DATA TO PROCESS Start Marker

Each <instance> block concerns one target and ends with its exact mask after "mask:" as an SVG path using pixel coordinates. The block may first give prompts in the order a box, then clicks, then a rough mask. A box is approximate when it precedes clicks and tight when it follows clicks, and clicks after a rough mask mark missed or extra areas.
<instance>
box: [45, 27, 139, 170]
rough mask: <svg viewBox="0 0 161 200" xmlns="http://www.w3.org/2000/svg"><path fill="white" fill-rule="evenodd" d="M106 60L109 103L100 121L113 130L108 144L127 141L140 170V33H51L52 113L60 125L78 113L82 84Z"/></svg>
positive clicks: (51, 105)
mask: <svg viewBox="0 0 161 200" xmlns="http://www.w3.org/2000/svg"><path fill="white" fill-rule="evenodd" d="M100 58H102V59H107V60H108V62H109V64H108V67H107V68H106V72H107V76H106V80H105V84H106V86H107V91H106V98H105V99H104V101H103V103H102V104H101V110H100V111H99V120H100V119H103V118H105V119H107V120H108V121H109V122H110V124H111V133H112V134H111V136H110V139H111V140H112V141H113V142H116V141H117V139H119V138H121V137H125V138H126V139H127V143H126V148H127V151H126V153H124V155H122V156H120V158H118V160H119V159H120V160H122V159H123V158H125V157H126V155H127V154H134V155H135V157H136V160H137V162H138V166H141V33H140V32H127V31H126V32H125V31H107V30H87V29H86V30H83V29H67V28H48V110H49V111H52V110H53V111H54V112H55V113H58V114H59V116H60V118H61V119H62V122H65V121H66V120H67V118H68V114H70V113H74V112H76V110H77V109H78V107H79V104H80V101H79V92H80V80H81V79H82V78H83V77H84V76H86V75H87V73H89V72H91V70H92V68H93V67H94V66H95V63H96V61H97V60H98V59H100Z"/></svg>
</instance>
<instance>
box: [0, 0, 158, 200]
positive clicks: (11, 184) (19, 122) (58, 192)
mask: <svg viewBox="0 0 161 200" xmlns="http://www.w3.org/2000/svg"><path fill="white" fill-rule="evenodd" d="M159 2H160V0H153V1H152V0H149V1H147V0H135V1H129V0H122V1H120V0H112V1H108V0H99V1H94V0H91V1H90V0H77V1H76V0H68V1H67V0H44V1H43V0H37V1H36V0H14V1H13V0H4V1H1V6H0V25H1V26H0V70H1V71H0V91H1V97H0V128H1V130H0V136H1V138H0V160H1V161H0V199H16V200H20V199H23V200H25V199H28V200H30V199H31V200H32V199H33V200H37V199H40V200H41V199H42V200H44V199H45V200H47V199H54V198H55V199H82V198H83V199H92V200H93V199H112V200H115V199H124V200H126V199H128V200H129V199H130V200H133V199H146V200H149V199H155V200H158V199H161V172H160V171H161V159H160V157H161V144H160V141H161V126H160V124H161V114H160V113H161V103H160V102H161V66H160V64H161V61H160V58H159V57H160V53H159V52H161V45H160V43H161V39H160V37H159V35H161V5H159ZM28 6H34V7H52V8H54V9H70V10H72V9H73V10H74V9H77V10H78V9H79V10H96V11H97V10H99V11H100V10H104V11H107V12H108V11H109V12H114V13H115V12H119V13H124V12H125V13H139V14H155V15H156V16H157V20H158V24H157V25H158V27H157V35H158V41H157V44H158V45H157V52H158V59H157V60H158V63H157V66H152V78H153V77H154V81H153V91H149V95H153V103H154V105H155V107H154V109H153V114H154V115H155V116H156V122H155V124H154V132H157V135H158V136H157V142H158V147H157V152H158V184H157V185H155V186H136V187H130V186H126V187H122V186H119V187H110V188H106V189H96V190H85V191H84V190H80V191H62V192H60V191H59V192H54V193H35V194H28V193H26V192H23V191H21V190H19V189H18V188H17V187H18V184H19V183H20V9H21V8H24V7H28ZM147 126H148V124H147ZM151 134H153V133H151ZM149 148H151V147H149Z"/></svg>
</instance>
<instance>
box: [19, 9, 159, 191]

DATA TO PROCESS End Marker

> EXERCISE DESCRIPTION
Would you return every line of the data above exactly?

> THE COMPLETED TASK
Each <instance> block concerns one target and ends with its exact mask after "mask:" as an SVG path using pixel coordinates. The block may first give prompts in the order a box, then clicks, then a rough mask. A box is approximate when it precedes clicks and tight when it follows clicks, and clicks after a rough mask mark missed or extra areas.
<instance>
box: [45, 27, 139, 170]
rough mask: <svg viewBox="0 0 161 200" xmlns="http://www.w3.org/2000/svg"><path fill="white" fill-rule="evenodd" d="M106 60L109 103L100 121L113 130L108 144L127 141L140 170V33H51L52 113L60 125L78 113L82 84Z"/></svg>
positive clicks: (51, 105)
mask: <svg viewBox="0 0 161 200" xmlns="http://www.w3.org/2000/svg"><path fill="white" fill-rule="evenodd" d="M100 58H102V59H107V60H108V62H109V64H108V67H107V68H106V72H107V76H106V80H105V84H106V86H107V91H106V98H105V99H104V101H103V103H102V104H101V110H100V111H99V120H100V119H103V118H105V119H107V120H108V121H109V122H110V124H111V133H112V134H111V136H110V139H111V140H112V141H113V142H116V141H117V139H119V138H121V137H125V138H126V139H127V143H126V148H127V151H126V153H124V155H122V156H120V158H118V160H119V159H120V160H122V159H123V158H125V157H126V155H127V154H134V155H135V157H136V160H137V162H138V166H141V33H140V32H127V31H126V32H125V31H107V30H87V29H86V30H83V29H67V28H48V110H49V111H52V110H53V111H54V112H55V113H58V114H59V116H60V118H61V119H62V122H65V121H66V120H67V118H68V114H70V113H74V112H76V110H77V109H78V107H79V104H80V101H79V92H80V80H81V79H82V78H83V77H84V76H86V75H87V73H89V72H91V70H92V68H93V67H94V66H95V63H96V61H97V60H98V59H100Z"/></svg>
</instance>
<instance>
box: [0, 0, 158, 200]
positive clicks: (11, 184) (19, 122) (58, 192)
mask: <svg viewBox="0 0 161 200" xmlns="http://www.w3.org/2000/svg"><path fill="white" fill-rule="evenodd" d="M159 2H160V0H153V1H152V0H149V1H147V0H135V1H129V0H122V1H120V0H112V1H108V0H99V1H94V0H91V1H90V0H77V1H76V0H68V1H67V0H44V1H43V0H37V1H36V0H14V1H13V0H4V1H1V6H0V25H1V26H0V70H1V71H0V91H1V97H0V128H1V130H0V136H1V138H0V160H1V161H0V199H16V200H20V199H23V200H25V199H28V200H30V199H31V200H32V199H33V200H37V199H40V200H41V199H42V200H44V199H45V200H47V199H54V198H55V199H82V198H83V199H92V200H93V199H112V200H115V199H124V200H126V199H128V200H129V199H130V200H133V199H146V200H149V199H155V200H158V199H161V172H160V171H161V159H160V157H161V144H160V141H161V126H160V124H161V114H160V113H161V103H160V102H161V66H160V64H161V61H160V58H159V57H160V53H159V52H161V45H160V43H161V39H160V37H159V35H161V5H159ZM28 6H34V7H52V8H54V9H70V10H72V9H73V10H74V9H77V10H78V9H79V10H96V11H97V10H99V11H100V10H104V11H107V12H108V11H109V12H114V13H115V12H119V13H124V12H125V13H139V14H155V15H156V16H157V20H158V24H157V25H158V27H157V35H158V41H157V44H158V45H157V52H158V59H157V60H158V63H157V66H152V78H153V77H154V81H153V91H149V95H153V103H154V105H155V107H154V109H153V114H154V115H155V116H156V122H155V124H154V132H157V135H158V136H157V142H158V147H157V152H158V184H157V185H155V186H136V187H130V186H126V187H122V186H119V187H110V188H106V189H96V190H85V191H84V190H80V191H62V192H60V191H59V192H54V193H35V194H28V193H26V192H23V191H21V190H19V189H18V188H17V187H18V184H19V183H20V9H21V8H24V7H28ZM147 126H148V124H147ZM151 134H153V133H151ZM149 148H151V147H149Z"/></svg>
</instance>
<instance>
box: [19, 9, 159, 191]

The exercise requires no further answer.